Will you restate verbatim the lines running from the line with "Expected: for each instance of the front" to the end of the data, leaving out everything else?

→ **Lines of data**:
(begin)

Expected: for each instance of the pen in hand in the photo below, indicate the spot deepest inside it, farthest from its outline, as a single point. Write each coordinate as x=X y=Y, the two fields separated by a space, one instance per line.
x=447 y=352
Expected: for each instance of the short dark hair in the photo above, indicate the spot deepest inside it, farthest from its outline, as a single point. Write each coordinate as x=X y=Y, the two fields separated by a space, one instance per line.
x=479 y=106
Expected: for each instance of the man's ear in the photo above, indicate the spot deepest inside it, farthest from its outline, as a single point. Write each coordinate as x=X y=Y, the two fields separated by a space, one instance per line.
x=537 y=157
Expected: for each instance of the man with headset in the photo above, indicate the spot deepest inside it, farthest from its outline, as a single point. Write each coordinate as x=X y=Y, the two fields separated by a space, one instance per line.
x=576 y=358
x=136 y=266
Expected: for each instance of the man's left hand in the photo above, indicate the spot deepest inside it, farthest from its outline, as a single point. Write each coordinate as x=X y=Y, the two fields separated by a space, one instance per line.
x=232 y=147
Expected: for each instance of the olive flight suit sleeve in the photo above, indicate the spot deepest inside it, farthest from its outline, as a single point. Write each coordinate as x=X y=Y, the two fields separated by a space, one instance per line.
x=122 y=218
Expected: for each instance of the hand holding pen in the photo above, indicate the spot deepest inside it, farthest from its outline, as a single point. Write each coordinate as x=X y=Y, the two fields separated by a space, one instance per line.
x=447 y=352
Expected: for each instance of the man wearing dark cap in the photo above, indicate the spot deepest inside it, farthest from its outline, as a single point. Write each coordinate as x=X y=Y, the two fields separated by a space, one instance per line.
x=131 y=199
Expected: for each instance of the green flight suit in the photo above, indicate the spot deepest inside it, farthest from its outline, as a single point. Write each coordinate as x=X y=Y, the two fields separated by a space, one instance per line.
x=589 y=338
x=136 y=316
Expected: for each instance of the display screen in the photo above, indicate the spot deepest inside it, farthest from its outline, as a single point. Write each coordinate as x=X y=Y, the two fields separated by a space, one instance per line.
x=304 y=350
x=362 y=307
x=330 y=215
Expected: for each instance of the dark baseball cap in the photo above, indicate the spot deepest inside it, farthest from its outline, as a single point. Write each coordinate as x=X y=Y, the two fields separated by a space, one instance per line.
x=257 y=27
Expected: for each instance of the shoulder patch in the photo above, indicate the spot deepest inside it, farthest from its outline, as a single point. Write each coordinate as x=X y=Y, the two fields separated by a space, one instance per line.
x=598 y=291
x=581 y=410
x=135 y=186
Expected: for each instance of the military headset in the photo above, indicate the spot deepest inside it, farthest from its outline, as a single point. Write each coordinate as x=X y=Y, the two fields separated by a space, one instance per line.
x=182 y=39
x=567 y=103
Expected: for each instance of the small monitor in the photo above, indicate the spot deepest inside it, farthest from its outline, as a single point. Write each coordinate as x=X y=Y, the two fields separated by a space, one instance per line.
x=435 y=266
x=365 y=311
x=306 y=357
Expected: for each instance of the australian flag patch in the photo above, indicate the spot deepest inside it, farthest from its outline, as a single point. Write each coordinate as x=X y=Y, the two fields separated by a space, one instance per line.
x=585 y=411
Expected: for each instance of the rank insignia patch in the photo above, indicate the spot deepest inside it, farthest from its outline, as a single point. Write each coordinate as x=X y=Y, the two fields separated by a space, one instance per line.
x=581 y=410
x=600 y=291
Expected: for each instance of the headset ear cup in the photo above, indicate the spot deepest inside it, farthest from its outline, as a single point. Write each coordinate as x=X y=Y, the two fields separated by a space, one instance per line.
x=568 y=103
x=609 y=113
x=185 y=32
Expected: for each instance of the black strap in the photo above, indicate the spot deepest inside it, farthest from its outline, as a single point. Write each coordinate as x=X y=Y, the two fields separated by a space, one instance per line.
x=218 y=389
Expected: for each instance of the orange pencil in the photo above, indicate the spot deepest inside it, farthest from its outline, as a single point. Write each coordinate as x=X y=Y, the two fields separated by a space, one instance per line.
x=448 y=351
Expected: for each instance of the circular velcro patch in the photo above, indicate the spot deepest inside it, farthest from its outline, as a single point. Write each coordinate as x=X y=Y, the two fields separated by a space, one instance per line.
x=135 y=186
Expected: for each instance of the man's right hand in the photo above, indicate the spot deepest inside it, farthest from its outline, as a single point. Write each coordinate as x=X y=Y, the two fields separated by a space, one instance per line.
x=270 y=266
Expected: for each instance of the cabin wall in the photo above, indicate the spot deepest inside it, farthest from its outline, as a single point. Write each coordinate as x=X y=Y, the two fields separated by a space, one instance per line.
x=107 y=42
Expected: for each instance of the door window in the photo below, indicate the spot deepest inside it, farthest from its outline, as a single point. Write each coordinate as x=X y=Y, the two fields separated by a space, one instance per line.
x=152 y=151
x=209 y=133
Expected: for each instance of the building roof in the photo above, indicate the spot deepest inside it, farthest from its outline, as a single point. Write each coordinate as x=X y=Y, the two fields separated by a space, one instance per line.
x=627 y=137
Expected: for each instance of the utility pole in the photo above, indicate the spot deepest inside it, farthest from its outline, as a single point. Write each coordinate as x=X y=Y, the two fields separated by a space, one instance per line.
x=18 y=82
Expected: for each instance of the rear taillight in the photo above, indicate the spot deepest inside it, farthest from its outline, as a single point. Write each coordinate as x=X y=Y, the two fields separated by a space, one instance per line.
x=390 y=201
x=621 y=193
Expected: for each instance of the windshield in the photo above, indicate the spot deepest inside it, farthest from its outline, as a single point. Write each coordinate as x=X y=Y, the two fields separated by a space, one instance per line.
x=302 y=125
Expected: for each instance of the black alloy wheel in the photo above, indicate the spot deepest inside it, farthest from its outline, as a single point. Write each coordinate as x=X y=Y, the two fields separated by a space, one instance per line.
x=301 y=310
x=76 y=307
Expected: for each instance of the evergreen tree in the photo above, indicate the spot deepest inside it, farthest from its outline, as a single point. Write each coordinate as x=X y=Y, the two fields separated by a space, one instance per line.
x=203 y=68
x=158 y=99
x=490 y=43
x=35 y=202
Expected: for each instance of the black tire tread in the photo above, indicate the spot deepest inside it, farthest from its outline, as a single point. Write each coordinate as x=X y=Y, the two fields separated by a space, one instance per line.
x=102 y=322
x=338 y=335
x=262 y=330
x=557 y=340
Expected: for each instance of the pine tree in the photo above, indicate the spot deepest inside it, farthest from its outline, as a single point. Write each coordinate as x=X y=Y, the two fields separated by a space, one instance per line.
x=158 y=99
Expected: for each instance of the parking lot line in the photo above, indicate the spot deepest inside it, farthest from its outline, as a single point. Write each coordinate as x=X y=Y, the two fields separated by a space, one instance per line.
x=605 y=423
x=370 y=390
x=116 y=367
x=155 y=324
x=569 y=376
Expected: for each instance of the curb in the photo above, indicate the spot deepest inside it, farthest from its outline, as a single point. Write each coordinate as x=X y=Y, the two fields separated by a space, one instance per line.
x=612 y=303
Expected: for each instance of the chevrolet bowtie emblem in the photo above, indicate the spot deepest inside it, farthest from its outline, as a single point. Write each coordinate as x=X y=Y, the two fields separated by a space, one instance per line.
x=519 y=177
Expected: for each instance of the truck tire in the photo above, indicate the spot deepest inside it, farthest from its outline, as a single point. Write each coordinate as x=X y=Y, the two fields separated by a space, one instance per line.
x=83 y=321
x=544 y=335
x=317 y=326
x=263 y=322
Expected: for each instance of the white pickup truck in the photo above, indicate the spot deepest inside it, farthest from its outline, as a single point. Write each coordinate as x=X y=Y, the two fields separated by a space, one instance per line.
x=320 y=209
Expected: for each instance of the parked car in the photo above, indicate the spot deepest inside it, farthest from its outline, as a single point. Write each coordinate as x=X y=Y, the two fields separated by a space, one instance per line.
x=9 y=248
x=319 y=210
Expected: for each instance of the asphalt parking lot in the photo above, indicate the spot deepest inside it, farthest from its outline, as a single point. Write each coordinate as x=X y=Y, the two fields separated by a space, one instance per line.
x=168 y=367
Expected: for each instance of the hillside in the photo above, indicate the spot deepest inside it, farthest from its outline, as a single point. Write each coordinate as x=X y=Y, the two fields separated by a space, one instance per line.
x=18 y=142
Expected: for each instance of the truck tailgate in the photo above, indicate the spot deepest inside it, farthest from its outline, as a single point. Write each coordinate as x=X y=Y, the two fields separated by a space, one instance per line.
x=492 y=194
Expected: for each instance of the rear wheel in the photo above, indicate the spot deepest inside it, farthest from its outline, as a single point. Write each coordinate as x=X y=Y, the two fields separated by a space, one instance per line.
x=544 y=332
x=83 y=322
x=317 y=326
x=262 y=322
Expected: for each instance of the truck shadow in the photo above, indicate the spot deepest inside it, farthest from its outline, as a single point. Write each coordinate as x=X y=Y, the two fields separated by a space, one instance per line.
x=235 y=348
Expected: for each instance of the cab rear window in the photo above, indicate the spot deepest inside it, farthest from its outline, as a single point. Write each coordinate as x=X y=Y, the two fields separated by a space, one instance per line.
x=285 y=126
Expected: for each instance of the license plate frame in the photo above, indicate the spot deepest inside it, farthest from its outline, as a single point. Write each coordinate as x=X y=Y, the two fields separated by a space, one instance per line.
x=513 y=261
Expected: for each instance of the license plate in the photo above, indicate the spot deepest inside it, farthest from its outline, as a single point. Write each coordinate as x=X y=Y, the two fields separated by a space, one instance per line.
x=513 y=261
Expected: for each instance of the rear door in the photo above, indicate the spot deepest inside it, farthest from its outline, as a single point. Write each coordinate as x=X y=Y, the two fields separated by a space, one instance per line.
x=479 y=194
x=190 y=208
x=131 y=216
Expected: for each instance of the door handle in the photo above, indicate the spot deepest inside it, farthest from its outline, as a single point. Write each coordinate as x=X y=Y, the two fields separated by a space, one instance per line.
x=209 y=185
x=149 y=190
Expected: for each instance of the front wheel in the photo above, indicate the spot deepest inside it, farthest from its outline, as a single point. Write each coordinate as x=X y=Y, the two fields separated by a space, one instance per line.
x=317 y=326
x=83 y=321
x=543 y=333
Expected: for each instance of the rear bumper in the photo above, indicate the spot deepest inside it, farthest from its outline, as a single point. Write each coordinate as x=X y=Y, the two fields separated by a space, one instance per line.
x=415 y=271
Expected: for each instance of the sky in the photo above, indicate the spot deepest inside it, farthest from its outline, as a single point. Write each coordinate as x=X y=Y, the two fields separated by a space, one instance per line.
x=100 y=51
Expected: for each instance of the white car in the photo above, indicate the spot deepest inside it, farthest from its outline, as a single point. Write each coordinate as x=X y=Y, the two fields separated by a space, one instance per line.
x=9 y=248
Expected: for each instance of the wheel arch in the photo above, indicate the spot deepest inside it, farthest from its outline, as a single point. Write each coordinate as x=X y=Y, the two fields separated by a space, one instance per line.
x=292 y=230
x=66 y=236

(end)

→ **Solution to this exercise**:
Expected: for each instance of the front wheel in the photo above, indicate the spot deepest inside it, farthest from its outline, as a single point. Write each coordinate as x=X y=Y, the two fields separated by a space, one instance per line.
x=317 y=326
x=83 y=321
x=543 y=333
Expected: for each instance of the rear bumper in the photo above, indicate the spot deepest inside it, farthest from its outline, as a single point. Write each coordinate as x=X y=Y, the two fields separated by a space, one instance per line.
x=415 y=271
Expected: for each instance of the sky in the photo above, indicate the spot deepest inside it, farthest from its outline, as a single point. Write each coordinate as x=X y=Y, the two fields separated by a space, one instance per line.
x=100 y=51
Expected: for each instance of the white car in the photo above, indicate the spot deepest inside it, farthest from its outline, as a single point. Write each coordinate as x=X y=Y, the two fields separated by a space, one instance per line.
x=9 y=248
Expected: for each instance of the wheel arch in the photo above, indicate the spot deepest inside it, farthest from its outline, as a single point. Write each coordinate as x=X y=Y, the two fields separated by a space, one instance per line.
x=292 y=230
x=66 y=236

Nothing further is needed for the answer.